» **ACTIVITY**: From the first line below to the last, reproduce the material exactly and leave out the images.

» **MATERIAL PROVIDED**:
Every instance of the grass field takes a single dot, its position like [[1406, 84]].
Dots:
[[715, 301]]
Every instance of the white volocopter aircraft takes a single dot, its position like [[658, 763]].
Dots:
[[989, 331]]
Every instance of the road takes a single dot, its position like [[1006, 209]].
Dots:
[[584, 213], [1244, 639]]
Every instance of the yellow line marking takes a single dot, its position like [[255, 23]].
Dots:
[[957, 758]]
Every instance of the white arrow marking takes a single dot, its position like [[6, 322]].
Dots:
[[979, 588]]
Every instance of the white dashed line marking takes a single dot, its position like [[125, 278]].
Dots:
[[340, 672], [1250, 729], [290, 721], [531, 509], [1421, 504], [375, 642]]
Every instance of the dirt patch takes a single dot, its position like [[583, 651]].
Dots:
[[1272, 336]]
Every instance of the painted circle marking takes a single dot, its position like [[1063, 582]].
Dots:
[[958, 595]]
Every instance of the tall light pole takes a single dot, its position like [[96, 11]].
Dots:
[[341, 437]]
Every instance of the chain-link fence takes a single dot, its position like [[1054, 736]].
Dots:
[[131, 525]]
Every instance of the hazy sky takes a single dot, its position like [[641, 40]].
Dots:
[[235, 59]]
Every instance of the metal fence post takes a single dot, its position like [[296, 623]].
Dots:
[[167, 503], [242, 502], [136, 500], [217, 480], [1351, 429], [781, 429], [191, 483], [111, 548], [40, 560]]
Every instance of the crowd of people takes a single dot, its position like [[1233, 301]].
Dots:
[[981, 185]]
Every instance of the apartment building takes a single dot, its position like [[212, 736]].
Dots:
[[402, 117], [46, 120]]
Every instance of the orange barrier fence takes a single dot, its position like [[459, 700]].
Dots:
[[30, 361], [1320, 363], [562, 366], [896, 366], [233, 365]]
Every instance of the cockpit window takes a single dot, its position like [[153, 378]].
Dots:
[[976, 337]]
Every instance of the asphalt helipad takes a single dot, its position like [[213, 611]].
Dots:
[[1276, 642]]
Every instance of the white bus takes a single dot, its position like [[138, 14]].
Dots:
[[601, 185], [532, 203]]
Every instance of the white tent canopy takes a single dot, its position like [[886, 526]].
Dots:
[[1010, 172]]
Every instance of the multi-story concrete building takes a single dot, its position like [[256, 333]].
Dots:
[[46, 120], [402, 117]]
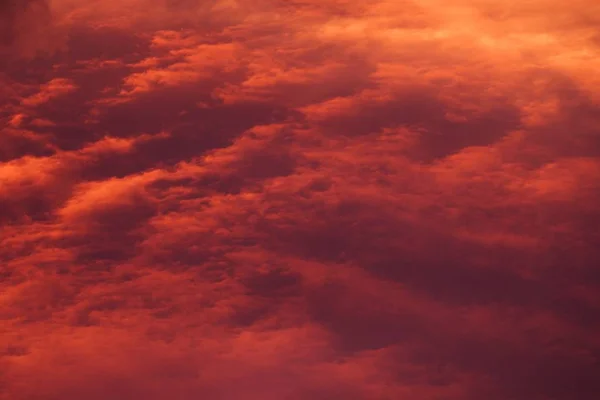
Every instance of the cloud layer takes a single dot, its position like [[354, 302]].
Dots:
[[300, 200]]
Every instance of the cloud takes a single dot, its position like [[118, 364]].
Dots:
[[300, 200], [28, 27]]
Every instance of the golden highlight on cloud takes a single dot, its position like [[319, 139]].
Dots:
[[299, 200]]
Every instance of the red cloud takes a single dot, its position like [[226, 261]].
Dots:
[[316, 200]]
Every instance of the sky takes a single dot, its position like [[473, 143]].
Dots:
[[299, 199]]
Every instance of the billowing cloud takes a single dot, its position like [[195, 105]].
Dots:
[[300, 200]]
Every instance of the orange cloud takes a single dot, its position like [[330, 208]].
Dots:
[[302, 199]]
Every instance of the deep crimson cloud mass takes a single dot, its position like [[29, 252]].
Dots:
[[328, 199]]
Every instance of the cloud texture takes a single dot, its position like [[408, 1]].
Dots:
[[300, 200]]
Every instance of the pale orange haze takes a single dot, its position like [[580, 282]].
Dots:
[[300, 200]]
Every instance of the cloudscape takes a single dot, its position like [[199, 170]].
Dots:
[[299, 200]]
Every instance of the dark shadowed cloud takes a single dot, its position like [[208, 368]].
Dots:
[[299, 200]]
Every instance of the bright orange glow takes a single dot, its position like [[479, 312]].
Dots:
[[301, 199]]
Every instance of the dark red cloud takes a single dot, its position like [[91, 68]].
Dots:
[[300, 200]]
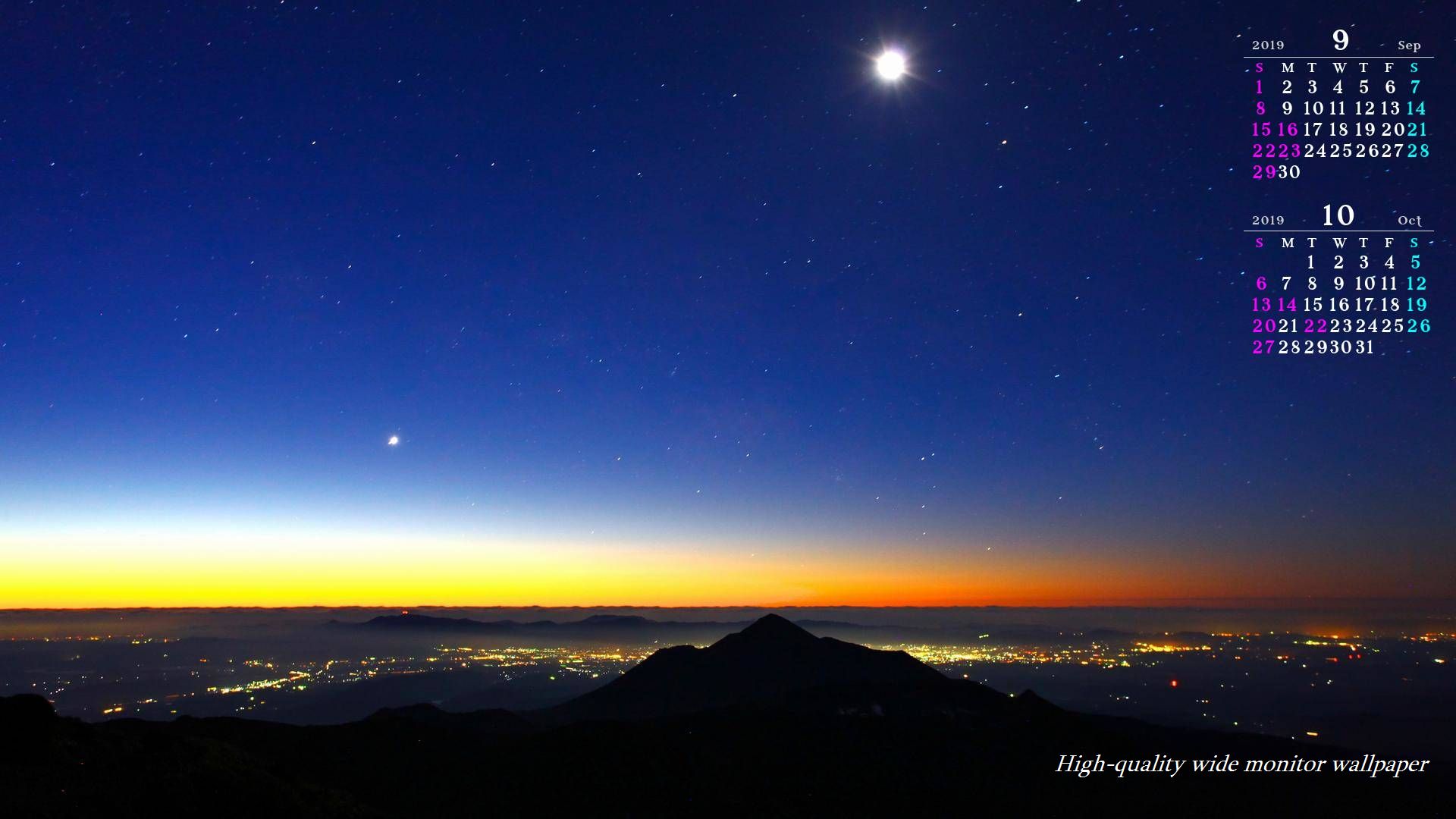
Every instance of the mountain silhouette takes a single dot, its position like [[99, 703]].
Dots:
[[766, 722], [772, 662]]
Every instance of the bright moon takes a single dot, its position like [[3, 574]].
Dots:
[[892, 64]]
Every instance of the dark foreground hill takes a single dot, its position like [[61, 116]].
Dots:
[[769, 722]]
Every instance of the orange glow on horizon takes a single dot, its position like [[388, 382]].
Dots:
[[394, 572]]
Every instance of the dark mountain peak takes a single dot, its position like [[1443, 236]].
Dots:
[[764, 665], [774, 629]]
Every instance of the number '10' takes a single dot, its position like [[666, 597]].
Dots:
[[1346, 215]]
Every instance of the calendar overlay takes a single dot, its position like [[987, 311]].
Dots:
[[1310, 110], [1337, 289]]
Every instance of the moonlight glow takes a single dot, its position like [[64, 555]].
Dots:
[[892, 64]]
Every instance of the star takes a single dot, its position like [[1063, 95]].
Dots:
[[892, 66]]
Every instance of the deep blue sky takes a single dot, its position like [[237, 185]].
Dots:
[[691, 275]]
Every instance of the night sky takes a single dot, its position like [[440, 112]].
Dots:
[[682, 303]]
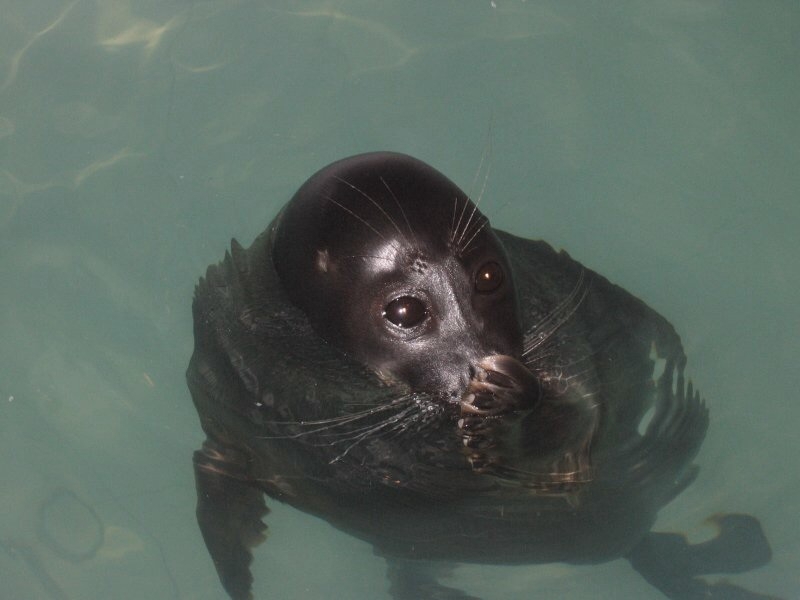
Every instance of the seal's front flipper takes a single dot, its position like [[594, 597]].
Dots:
[[416, 580], [229, 512], [670, 563]]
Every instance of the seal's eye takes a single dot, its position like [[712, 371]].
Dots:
[[489, 277], [405, 311]]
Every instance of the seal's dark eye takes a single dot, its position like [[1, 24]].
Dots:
[[489, 277], [405, 311]]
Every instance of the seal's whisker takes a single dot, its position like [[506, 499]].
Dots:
[[338, 438], [348, 417], [483, 223], [557, 317], [374, 203], [355, 216], [486, 153], [452, 234], [402, 211], [366, 434]]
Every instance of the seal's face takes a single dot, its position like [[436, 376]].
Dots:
[[395, 266]]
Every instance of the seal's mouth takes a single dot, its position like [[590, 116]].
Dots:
[[500, 384]]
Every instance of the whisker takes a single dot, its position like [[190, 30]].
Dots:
[[375, 204], [483, 224], [487, 153], [558, 316], [402, 211], [354, 215]]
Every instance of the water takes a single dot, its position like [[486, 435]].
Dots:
[[657, 141]]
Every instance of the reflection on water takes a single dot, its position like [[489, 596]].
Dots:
[[656, 141]]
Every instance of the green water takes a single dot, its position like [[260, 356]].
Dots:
[[657, 141]]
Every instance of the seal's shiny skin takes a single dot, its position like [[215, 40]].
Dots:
[[382, 358]]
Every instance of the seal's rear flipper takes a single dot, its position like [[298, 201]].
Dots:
[[416, 579], [670, 563], [229, 512]]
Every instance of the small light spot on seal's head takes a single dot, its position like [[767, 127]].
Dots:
[[323, 260]]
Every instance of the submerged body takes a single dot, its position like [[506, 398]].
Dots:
[[382, 358]]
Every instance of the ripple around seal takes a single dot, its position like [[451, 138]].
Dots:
[[7, 127], [70, 527]]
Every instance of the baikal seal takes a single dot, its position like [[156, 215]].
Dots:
[[382, 358]]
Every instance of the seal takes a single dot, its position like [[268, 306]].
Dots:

» **OUTPUT OF THE TASK**:
Every instance of the grass field takes a single dot, its position like [[1406, 84]].
Dots:
[[715, 301]]
Every instance of the white volocopter aircraft takes a single dot, its position like [[658, 763]].
Dots:
[[989, 331]]
Every instance of the road takes a single dot, its position like [[1006, 209]].
Dots:
[[584, 213], [1244, 639]]
Every instance of the yellow line marking takes a single dot, its position like [[255, 23]].
Dots:
[[957, 758]]
Every instance of the white arrow marking takes a single dot, its position like [[6, 322]].
Dots:
[[979, 588]]
Every instance of the white dashed line marking takes a single dot, its position like [[125, 278]].
Dots:
[[340, 672], [1250, 729], [290, 721], [531, 509], [1421, 504], [375, 642]]
Every instance of the dirt patch takes a single dot, its position like [[583, 651]].
Dots:
[[1272, 336]]
Every instance of the painted circle marking takes a single dot, its position like [[1063, 582]].
Dots:
[[958, 595]]
Every instance of the tall light pole takes a single dot, its position like [[96, 11]].
Dots:
[[341, 437]]
Every instance of the chain-link fence takes a single dot, its position like [[1054, 736]].
Dots:
[[131, 525]]
Every instance of the hazy sky takes a single dot, its position like [[641, 40]].
Dots:
[[235, 59]]
Every instance of the metal fence post takes a single dot, its position like [[296, 623]].
Dots:
[[167, 503], [242, 502], [136, 500], [217, 480], [1351, 429], [781, 429], [191, 483], [111, 548], [40, 560]]
Every instance of the crowd of people takes a single dot, its position like [[1233, 301]].
Dots:
[[981, 185]]
Every instance of the apartment building takes a single dot, its position like [[212, 736]].
Dots:
[[402, 117], [46, 120]]
Every instance of the orange barrier fence takes a single dot, its position like [[459, 700]].
Dots:
[[30, 361], [1320, 363], [562, 366], [896, 366], [233, 365]]
Every instance of the cockpit window takes a single dot, its position like [[153, 378]].
Dots:
[[976, 337]]
Every instance of the asphalt helipad takes a single dot, its position like [[213, 611]].
Dots:
[[1276, 642]]
Every instance of the white bus takes a single dot, its position like [[138, 14]].
Dots:
[[601, 185], [532, 203]]
Every instance of the white tent canopy takes a single dot, its position like [[886, 526]].
Dots:
[[1010, 172]]
Every instance of the multi-story concrete building takes a single dot, its position like [[256, 333]].
Dots:
[[46, 120], [402, 117]]
Every instance of the cloud layer takes a single dot, its position like [[354, 302]].
Dots:
[[300, 200]]
Every instance of the cloud takes a single dot, its position like [[118, 364]].
Dots:
[[300, 200], [28, 27]]
Every instance of the golden highlight on cloud takes a single dot, its position like [[319, 139]].
Dots:
[[299, 200]]
Every instance of the red cloud takes a single dot, its position like [[226, 261]].
Dots:
[[316, 200]]
Every instance of the sky takes a single dot, its position like [[473, 143]].
Dots:
[[299, 199]]
Every instance of the billowing cloud takes a single dot, its position like [[195, 105]].
Dots:
[[300, 200]]
Every instance of the orange cloud takes a single dot, its position like [[330, 208]].
Dots:
[[302, 199]]
Every instance of the deep crimson cloud mass takes a single dot, its position like [[29, 252]].
Dots:
[[328, 199]]
Every instance of the cloud texture takes a single dot, its position like [[408, 1]].
Dots:
[[300, 200]]
Every instance of the pale orange haze takes a single dot, its position like [[580, 282]].
Dots:
[[300, 200]]
Every instance of the cloudscape takes a single dot, its position like [[199, 170]].
Dots:
[[299, 200]]
Every instance of the dark shadowed cloud takes a single dot, its position like [[208, 368]].
Dots:
[[299, 200]]
Every instance of the bright orange glow takes a single dot, its position like [[479, 312]].
Dots:
[[301, 199]]
Every instance of the dark red cloud takes a single dot, its position like [[91, 68]].
Dots:
[[300, 200]]
Every instance of the mountain silhouette takes a single dot, its position like [[99, 703]].
Dots:
[[766, 722], [772, 662]]
Every instance of the bright moon takes a single dot, its position like [[3, 574]].
Dots:
[[892, 64]]
Every instance of the dark foreground hill takes a single dot, its position like [[61, 116]].
Dots:
[[769, 722]]
Every instance of the orange glow on horizon takes a single dot, its position like [[388, 382]].
Dots:
[[394, 572]]
Every instance of the dark mountain peak takes a single dot, its position like [[1443, 236]].
Dots:
[[764, 665], [774, 629]]
Every instance of the number '10' takes a single dot, its position like [[666, 597]].
Dots:
[[1346, 215]]
Every instance of the calendar overlay takes a single dot, its position like [[987, 311]].
Dots:
[[1310, 110], [1337, 289]]
Every instance of the moonlight glow takes a single dot, its position like [[64, 555]].
Dots:
[[892, 64]]
Every instance of the star takes a single dot, its position like [[1063, 95]].
Dots:
[[892, 66]]
Every instance of the deep blue sky takes a single dot, its position like [[237, 185]].
Dots:
[[691, 275]]
Every instance of the night sky takes a single dot, its position like [[440, 112]].
Dots:
[[682, 303]]
Every instance of the seal's front flipper takes a single dot, its position like [[594, 597]].
Dots:
[[416, 580], [229, 512], [670, 563]]
Every instance of the seal's eye takes a single dot, its position like [[712, 371]].
Dots:
[[489, 277], [405, 311]]
Every instance of the seal's dark eye takes a single dot, its position like [[1, 24]].
Dots:
[[489, 277], [405, 311]]
Every instance of the seal's whisker takes a single dot, its position like [[506, 499]].
Dots:
[[338, 438], [348, 417], [483, 223], [557, 317], [374, 203], [355, 216], [486, 153], [452, 234], [402, 211], [366, 434]]
Every instance of the seal's face takes a single dot, its position like [[436, 376]].
Dots:
[[395, 266]]
Every instance of the seal's mouth takes a single dot, its position like [[590, 116]].
Dots:
[[500, 384]]
Every instance of the whisker takes a single dot, its position like [[190, 30]].
Dots:
[[375, 204], [483, 224], [487, 153], [558, 316], [402, 211], [354, 215]]
Every instance of the water takes a single dot, its position like [[486, 435]].
Dots:
[[657, 141]]
Every instance of the reflection on water takes a single dot, its position like [[489, 596]].
Dots:
[[656, 141]]
Every instance of the green water takes a single dot, its position like [[260, 356]].
Dots:
[[657, 141]]
Every instance of the seal's shiny skin takes a single dot, its position like [[215, 40]].
Dots:
[[382, 358]]
Every instance of the seal's rear flipper takes a single dot, its position like [[298, 201]].
Dots:
[[416, 579], [670, 563], [229, 512]]
Every instance of the small light spot on seal's head takes a single dot, its position like [[767, 127]].
Dots:
[[323, 260]]
Every instance of the submerged body takes a single dot, its position like [[506, 398]].
Dots:
[[382, 358]]
Every instance of the ripple around seal takes a single dot, its position like [[451, 138]].
Dots:
[[7, 127], [70, 527]]
Every instance of the baikal seal takes a single dot, its position like [[156, 215]].
Dots:
[[382, 358]]
Every instance of the seal takes a single dot, its position like [[268, 306]].
Dots:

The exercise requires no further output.